---- Material to process

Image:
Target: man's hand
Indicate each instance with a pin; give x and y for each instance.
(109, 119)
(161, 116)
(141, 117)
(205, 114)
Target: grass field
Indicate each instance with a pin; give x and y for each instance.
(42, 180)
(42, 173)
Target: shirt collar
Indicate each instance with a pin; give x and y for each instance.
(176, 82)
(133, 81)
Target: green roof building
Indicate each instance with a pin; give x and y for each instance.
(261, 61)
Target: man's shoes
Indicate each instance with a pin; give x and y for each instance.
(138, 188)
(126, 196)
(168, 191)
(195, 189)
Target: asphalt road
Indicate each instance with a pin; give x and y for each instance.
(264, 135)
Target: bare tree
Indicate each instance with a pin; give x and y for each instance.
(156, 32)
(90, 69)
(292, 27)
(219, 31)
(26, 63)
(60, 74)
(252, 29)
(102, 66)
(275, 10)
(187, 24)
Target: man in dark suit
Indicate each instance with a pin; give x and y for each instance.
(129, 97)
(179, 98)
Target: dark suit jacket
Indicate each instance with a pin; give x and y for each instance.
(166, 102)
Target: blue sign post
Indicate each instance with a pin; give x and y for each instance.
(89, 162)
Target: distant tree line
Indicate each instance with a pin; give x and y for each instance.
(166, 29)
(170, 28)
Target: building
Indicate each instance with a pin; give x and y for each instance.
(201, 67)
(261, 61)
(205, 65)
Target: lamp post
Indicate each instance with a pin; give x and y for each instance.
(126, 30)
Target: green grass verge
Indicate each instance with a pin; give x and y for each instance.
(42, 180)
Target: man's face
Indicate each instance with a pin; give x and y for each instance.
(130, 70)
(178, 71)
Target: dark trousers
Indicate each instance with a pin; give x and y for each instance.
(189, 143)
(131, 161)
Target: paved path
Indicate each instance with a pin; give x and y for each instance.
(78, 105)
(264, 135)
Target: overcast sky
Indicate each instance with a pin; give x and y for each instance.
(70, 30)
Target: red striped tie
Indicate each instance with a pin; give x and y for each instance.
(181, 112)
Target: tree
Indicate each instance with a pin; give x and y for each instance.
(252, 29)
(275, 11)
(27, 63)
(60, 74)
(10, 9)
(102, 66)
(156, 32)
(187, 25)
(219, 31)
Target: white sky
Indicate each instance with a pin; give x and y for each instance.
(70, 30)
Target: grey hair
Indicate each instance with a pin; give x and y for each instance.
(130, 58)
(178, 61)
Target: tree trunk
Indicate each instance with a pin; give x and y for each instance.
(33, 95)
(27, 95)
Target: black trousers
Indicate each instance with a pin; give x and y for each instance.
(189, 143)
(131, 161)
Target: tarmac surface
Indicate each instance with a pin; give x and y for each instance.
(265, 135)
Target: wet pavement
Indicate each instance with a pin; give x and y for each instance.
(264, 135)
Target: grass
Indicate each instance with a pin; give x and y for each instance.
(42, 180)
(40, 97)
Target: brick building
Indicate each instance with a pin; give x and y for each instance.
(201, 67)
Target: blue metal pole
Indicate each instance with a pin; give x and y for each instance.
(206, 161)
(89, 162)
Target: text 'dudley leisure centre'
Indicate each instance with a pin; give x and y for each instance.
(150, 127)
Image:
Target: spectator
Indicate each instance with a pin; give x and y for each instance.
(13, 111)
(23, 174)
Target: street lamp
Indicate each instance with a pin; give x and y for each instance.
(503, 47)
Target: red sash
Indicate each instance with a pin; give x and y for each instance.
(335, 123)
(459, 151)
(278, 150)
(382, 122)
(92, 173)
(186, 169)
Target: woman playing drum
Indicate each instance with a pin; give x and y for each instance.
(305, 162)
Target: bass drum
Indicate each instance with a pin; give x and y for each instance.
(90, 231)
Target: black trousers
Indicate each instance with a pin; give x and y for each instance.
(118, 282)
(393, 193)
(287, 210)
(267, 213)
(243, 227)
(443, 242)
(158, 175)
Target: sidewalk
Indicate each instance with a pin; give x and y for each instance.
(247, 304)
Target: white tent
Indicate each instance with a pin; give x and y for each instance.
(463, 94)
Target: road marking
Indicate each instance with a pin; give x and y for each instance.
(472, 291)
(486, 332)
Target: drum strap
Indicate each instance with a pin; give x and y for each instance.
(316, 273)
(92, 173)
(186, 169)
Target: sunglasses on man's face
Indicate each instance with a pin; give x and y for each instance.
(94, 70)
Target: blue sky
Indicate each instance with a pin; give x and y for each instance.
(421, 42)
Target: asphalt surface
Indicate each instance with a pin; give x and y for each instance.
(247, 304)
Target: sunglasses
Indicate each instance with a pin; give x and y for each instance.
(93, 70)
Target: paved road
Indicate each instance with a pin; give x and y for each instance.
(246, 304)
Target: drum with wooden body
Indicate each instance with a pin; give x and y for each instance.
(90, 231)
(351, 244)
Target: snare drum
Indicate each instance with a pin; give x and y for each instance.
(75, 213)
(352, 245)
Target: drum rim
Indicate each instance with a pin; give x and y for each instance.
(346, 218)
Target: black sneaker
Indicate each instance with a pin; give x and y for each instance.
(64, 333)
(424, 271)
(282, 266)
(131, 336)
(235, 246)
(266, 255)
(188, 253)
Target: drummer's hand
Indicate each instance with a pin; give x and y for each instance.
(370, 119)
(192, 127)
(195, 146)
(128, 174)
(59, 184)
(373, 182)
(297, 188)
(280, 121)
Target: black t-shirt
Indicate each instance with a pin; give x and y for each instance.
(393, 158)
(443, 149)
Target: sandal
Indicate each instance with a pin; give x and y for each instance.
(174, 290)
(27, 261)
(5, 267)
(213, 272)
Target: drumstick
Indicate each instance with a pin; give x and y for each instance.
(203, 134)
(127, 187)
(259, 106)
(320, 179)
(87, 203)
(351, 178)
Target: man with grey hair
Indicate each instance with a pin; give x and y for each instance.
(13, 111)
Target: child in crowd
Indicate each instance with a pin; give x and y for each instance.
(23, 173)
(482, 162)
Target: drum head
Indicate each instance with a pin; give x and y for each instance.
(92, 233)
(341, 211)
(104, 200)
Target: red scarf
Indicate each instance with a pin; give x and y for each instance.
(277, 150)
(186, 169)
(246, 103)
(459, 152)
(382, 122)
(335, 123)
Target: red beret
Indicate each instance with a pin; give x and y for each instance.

--------

Instructions for the task
Those lines above that contain the string "sunglasses" should be returned.

Written reply
Target: sunglasses on man's face
Target: sunglasses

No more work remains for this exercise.